* Brief *
Print the data below line for line, with every character unchanged.

════════

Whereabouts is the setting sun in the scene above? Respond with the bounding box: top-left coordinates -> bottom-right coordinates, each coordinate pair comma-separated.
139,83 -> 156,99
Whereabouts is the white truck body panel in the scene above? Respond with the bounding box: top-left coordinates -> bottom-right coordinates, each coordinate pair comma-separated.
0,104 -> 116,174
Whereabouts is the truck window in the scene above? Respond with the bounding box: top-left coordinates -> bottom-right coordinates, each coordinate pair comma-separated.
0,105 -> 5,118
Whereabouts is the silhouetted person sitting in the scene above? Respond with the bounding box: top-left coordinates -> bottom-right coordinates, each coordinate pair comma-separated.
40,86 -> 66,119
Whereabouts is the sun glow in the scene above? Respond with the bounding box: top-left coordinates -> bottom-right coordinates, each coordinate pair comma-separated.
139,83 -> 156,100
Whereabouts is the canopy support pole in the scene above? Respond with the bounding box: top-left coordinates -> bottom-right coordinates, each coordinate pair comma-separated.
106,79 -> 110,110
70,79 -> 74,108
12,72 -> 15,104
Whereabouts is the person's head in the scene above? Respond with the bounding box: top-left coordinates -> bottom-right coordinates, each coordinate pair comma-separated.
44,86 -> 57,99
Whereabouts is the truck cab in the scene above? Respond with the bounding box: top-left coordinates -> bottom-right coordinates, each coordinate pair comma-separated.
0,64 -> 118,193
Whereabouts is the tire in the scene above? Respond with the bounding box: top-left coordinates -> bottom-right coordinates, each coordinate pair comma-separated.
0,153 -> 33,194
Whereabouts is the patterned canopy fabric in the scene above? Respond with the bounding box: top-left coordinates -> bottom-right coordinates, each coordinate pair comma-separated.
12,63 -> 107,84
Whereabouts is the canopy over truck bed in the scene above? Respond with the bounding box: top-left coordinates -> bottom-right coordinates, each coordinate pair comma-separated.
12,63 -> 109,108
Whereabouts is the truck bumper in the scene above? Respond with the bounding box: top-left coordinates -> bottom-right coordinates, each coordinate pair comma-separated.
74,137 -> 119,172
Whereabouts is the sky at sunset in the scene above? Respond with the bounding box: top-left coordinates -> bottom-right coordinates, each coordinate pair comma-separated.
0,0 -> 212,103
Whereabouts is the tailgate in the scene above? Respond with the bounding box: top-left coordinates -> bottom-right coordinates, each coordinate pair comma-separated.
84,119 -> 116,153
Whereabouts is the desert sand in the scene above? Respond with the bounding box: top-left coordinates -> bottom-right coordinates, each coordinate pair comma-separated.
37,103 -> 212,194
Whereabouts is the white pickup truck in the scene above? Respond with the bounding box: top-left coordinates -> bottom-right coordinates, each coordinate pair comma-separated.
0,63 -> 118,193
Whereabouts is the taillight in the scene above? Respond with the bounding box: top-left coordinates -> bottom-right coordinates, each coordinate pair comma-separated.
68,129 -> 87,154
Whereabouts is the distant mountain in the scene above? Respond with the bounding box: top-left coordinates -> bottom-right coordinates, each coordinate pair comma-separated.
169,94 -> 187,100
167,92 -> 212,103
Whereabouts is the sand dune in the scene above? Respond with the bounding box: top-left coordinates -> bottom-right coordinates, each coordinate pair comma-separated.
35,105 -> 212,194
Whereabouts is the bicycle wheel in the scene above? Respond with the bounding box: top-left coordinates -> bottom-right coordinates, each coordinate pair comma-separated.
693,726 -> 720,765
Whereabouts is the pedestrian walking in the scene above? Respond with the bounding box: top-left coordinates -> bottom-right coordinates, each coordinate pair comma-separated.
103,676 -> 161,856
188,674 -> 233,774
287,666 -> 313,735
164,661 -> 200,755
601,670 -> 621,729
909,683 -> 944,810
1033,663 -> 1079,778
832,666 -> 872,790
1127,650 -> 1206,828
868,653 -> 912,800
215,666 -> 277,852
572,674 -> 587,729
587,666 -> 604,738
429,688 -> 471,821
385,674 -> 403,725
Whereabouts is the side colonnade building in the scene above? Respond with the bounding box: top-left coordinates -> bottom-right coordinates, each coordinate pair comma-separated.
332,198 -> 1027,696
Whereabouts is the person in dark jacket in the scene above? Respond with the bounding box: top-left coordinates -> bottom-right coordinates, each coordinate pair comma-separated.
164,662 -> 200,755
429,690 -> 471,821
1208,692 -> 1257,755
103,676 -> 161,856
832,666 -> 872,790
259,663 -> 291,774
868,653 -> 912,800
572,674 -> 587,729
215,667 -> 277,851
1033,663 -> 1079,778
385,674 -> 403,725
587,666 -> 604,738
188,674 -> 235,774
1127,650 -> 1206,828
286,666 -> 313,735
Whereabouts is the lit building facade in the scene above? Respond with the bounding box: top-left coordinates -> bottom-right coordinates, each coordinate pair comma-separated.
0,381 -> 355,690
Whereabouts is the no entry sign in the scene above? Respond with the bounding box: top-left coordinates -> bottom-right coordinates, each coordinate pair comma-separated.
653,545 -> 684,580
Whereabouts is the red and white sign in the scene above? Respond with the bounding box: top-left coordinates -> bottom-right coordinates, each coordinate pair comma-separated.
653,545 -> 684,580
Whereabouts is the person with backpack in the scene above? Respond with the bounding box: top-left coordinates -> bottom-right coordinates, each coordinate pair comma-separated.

════════

* The result *
Whereabouts is the setting sun in the scene above? Respond with the bounding box: top-left coordinates -> bottom-right coordinates, each coordinate pair comma-separated.
139,83 -> 156,99
Whereabouts is the white truck body panel in the scene above? Respond with the bounding box: top-left coordinates -> bottom-right coordinates, each coordinate pair comma-separated.
0,104 -> 116,174
Whereabouts is the truck window in the scene above? Respond with the bounding box: top-left coordinates -> bottom-right coordinates, each coordinate pair comma-separated.
0,105 -> 5,118
Whereabouts is the silhouetted person sitting in the scene above? Respond with the bounding box: top-left coordinates -> bottom-right coordinates, each coordinate pair comma-separated.
40,86 -> 66,119
Whereabouts is the sun glow in the scene above? Respond with the bounding box: top-left coordinates -> bottom-right coordinates, each coordinate pair comma-separated.
139,83 -> 156,100
Whereabouts is the canopy support pole in the scene above? Respond with the bounding box: top-left coordinates -> bottom-right coordinates, each coordinate pair comma-separated.
106,79 -> 110,110
70,79 -> 74,108
12,72 -> 15,104
Whereabouts is the person's head in the scene above? Respond with the bounding box: top-left coordinates -> bottom-right coordinates, each coordinate pair comma-separated.
44,86 -> 57,99
Whereabouts is the truck cab in the scene above? Respond with the bounding box: top-left coordinates -> bottom-right coordinates, each coordinate pair comma-separated.
0,64 -> 118,193
Whereabouts is the tire in the scene above? Respond with the bounding box: top-left coordinates -> bottom-right coordinates, each coordinate pair comma-separated.
0,153 -> 33,194
Whereabouts is the patterned canopy fabric in the scene above? Respond with the bounding box: top-left coordinates -> bottom-right coordinates, each coordinate pair comma-separated.
12,63 -> 107,84
Whereabouts is the canopy over truck bed in the scene above? Respond with the bounding box: top-left coordinates -> bottom-right coordinates, each coordinate pair comma-separated.
12,63 -> 109,108
Whereabouts is the truck bumper in the scene above? Respond with the bounding box: top-left coordinates -> bottom-right coordinates, each coordinate pair comma-separated.
74,137 -> 119,172
Whereabouts is the sky at sunset in the scene above? Respond with the bounding box: top-left coordinates -> bottom-right coordinates, each coordinate pair comma-separated.
0,0 -> 212,103
Whereabouts is the tailgate in the scene above? Respond with the bounding box: top-left coordinates -> bottom-right coordinates, each coordinate pair comma-separated.
84,119 -> 116,153
Whereabouts is the desert sand in the scene above? Respond with the bounding box: top-left coordinates -> bottom-right coordinates, each coordinate pair comma-separated.
37,103 -> 212,194
Whereabouts is the white pickup truck in the scene above? Respond with the bounding box: top-left coordinates -> bottom-right coordinates, each coordinate pair comma-separated.
0,63 -> 118,193
Whereabouts is the taillight in the scene above? Respond with the bounding box: top-left coordinates -> bottom-right coordinates, each coordinate pair comma-separated.
68,129 -> 87,154
Whereabouts is the distant mountain in the scene above? Respond with the bounding box: top-left coordinates -> bottom-right coordinates, each coordinate pair comma-separated.
169,94 -> 187,100
167,92 -> 212,103
Whereabouts is the sand dune in the scene above? Respond with the bounding box: top-left coordinates -> bottom-right coordinates, each coordinate pair comma-separated.
35,105 -> 212,194
Whereabouts is the bicycle wheel in the scene above? Respond with the bounding box: top-left coordinates -> bottom-right coordinates, each coordinate pair comma-separated.
693,726 -> 720,765
Whereabouts is the pedestrian walking in the scene above? Respond with the bounding box: top-left coordinates -> bottom-right coordinates, each coordinate pair comma-separated.
103,676 -> 161,856
188,674 -> 233,774
287,666 -> 313,735
164,661 -> 200,755
601,670 -> 621,729
909,683 -> 944,810
1033,663 -> 1079,778
832,666 -> 872,790
1127,650 -> 1206,828
868,653 -> 912,800
215,666 -> 277,852
572,674 -> 587,729
587,666 -> 604,738
429,688 -> 471,821
385,674 -> 403,725
Whereabouts is the side colonnade building in the scene above? Respond with the bounding box: top-left coordinates -> bottom-right coordinates, each coordinate pair comma-separated.
332,198 -> 1027,696
Whereabouts is the person in dark jacket in the scene above? Respond with the bounding box: top-left coordinates -> bottom-right coordinates, each coordinate pair comma-separated.
164,662 -> 200,755
429,690 -> 471,821
1208,692 -> 1257,755
103,676 -> 161,856
832,666 -> 872,790
259,663 -> 291,774
868,653 -> 912,800
572,674 -> 587,729
215,667 -> 277,851
1033,663 -> 1079,778
385,674 -> 403,725
587,666 -> 604,738
188,674 -> 235,774
1127,650 -> 1206,828
286,666 -> 313,735
Whereabouts is the lit building facade in the scene above? Respond with the bounding box: top-left coordinates -> bottom-right coordinates, each coordinate pair comma-separated.
0,381 -> 355,690
Whereabouts is the no entry sign in the scene above? Respond with the bounding box: top-left coordinates -> bottom-right coordinates, each coordinate pair comma-separated.
653,545 -> 684,580
Whereabouts is the red and white sign in the scene above? Respond with the bounding box: top-left coordinates -> bottom-right coordinates, each coordinate pair comma-separated.
653,545 -> 684,580
Whereabouts is the person with backpack in the scene above? Respond with the bounding box: top-left coordinates -> bottom-right coordinates, each coordinate pair comma-separated.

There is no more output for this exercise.